The Australian today brings us Newspoll’s quarterly breakdowns, which most notably provide state-level federal voting intention results from three months’ combined polling with credible sample sizes. These find Labor with a lead of 54-46 in New South Wales (out from 53-47 in the last quarter of 2021, a swing of around 6%); 58-42 in Victoria (out from 56-44, a swing of around 3%), 53-47 in Western Australia (in from 55-45, a swing of around 8.5%) and 59-41 in South Australia (out from 55-45, a swing of around 8%), but with the Coalition leading 54-46 in Queensland (unchanged, a swing of around 4.5%).
There are also some interesting movements from last quarter to this by age and income. Labor now leads 60-40 among the 35-49s, out from 54-46; is at 50-50 among the 50-64s, after trailing 53-47 last time; and has narrowed the gap among the 65-plus cohort from 60-40 to 58-42. Conversely, the Coalition’s deficit among the 18-34s narrows from 69-31 to 66-34. Labor also now leads among all four income cohorts, including a 55-45 lead among those on $150,000 and above, after trailing 53-47 last time. The poll records no gender gap on two-party preferred, with Labor’s lead among men widening from 52-48 to 55-45 among men and 54-46 to 55-45 among women.

Information supplied:
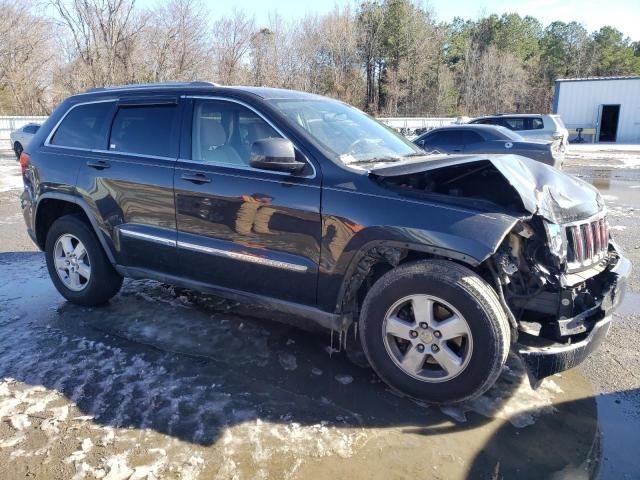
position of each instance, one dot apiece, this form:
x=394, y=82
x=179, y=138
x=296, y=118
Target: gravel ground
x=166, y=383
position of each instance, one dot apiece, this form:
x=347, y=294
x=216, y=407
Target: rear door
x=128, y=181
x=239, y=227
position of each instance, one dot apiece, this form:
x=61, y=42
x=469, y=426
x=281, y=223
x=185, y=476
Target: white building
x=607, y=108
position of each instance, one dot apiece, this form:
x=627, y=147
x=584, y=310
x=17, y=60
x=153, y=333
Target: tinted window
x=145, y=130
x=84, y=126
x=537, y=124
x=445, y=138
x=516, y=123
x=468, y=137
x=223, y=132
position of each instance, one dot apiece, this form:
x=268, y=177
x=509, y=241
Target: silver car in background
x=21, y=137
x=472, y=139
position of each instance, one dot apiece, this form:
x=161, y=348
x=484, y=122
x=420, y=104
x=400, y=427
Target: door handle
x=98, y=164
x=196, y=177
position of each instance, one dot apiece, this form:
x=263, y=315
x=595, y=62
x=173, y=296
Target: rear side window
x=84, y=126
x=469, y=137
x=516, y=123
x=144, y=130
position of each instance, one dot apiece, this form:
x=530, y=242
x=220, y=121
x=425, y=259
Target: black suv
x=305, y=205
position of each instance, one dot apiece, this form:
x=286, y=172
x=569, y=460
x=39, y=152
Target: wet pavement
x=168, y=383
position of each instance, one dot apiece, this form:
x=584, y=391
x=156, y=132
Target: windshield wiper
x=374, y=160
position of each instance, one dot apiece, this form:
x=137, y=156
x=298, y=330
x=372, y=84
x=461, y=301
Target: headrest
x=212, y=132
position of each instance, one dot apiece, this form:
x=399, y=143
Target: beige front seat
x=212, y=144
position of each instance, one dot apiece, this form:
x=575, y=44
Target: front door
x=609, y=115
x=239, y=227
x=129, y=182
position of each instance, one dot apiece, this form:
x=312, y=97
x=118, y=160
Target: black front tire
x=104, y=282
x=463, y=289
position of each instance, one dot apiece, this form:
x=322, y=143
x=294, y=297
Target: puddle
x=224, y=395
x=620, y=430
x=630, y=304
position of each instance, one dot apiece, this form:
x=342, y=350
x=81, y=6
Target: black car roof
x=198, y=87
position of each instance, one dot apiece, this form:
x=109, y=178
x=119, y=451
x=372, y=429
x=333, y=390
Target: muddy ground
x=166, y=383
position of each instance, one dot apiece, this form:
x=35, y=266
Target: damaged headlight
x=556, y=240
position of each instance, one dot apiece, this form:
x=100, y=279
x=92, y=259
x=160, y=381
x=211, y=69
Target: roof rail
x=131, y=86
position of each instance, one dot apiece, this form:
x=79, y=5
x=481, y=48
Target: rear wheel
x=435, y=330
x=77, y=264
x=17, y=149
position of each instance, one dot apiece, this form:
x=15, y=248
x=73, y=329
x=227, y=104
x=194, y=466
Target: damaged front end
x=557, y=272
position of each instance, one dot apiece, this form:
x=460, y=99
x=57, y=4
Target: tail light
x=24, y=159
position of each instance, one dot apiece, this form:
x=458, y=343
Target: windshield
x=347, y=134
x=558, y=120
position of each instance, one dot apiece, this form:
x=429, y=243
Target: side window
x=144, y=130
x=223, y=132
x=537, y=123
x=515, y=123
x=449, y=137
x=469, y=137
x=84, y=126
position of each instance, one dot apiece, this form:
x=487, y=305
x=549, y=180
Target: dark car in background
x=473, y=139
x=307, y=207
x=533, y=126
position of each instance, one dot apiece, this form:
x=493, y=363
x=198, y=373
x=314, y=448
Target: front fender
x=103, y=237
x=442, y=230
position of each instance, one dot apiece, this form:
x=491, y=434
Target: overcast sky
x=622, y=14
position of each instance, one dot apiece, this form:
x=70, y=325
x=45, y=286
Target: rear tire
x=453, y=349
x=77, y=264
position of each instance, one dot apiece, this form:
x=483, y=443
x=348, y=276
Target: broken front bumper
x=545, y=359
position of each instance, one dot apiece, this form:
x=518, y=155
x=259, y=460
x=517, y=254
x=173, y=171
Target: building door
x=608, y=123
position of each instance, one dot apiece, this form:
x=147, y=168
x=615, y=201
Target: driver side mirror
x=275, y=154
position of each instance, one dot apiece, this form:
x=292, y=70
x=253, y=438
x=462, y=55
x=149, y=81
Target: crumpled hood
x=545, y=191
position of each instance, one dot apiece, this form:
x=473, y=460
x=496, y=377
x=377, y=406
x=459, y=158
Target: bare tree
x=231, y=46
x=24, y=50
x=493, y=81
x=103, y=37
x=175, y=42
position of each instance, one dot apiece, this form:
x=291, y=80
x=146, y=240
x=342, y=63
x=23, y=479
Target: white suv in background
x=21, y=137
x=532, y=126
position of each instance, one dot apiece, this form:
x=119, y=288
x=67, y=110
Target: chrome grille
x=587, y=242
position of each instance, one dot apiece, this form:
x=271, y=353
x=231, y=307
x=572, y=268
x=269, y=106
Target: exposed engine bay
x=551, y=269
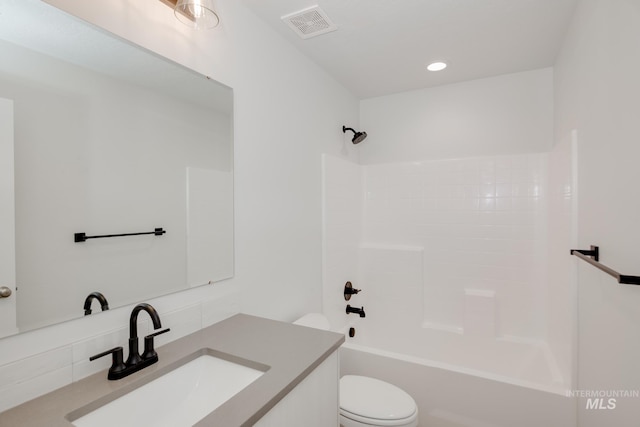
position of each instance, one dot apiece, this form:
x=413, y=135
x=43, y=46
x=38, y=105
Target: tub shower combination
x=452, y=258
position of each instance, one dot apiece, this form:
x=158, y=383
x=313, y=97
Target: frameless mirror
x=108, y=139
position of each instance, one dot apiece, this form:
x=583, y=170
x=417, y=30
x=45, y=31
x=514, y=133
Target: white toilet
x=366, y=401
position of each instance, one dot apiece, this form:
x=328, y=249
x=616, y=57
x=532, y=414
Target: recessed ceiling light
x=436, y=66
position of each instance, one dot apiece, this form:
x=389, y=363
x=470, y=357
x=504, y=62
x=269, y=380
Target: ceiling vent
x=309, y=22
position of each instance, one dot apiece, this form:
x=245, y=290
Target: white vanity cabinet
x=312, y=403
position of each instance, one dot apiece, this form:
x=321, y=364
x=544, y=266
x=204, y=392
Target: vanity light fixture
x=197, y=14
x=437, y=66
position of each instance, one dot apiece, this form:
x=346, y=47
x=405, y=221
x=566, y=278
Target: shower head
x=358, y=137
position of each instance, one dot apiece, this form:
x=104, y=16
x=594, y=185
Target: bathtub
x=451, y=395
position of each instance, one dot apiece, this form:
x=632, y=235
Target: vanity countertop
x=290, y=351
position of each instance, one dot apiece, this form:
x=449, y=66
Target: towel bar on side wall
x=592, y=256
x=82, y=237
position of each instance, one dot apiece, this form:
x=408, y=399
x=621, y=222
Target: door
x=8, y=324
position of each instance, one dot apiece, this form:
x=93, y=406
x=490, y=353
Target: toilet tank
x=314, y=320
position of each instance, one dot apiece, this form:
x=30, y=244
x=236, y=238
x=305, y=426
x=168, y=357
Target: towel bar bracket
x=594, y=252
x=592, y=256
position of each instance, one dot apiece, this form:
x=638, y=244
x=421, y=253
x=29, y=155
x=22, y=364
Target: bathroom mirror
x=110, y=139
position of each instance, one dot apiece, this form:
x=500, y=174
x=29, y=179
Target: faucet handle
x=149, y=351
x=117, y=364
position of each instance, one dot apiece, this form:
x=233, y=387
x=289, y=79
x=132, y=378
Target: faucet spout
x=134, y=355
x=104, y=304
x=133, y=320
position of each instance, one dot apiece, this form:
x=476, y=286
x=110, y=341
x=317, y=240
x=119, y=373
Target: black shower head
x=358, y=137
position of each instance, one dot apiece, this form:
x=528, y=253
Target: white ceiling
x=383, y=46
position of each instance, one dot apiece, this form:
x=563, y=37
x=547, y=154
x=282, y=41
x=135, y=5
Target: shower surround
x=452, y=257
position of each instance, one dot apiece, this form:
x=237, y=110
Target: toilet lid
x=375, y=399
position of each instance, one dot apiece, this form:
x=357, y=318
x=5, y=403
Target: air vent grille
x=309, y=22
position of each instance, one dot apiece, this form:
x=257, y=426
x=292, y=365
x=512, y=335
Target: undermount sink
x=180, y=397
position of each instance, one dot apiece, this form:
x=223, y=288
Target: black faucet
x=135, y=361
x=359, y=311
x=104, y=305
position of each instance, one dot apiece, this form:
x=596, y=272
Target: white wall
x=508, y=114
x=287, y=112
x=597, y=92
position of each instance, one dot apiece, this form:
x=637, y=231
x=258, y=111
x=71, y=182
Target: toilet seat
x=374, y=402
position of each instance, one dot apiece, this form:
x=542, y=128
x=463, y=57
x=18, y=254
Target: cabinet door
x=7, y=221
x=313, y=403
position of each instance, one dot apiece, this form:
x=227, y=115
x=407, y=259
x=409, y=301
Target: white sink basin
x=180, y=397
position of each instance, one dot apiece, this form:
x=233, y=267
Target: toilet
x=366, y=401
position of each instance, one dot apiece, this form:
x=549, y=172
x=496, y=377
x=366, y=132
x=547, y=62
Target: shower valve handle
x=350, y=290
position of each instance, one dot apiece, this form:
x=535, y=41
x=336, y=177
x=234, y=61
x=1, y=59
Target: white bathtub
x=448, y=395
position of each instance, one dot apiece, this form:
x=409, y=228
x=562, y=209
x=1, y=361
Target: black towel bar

Problem details:
According to the text on Newspoll's quarterly breakdowns, what is Labor's two-party lead among those earning $150,000 and above?

Result of the task:
Labor leads 55-45 among those on $150,000 and above.